Exercise aim:
Extract every line below that contains the string "steel", and omit all lines that do not.

Supplied material:
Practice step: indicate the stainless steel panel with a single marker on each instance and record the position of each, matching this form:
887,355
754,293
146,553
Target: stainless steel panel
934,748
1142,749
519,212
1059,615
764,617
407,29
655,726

Written solution:
Practice step: indicate the stainless steel panel with a single marker on each instance and record the position of each, matching this form:
Target: stainless steel panel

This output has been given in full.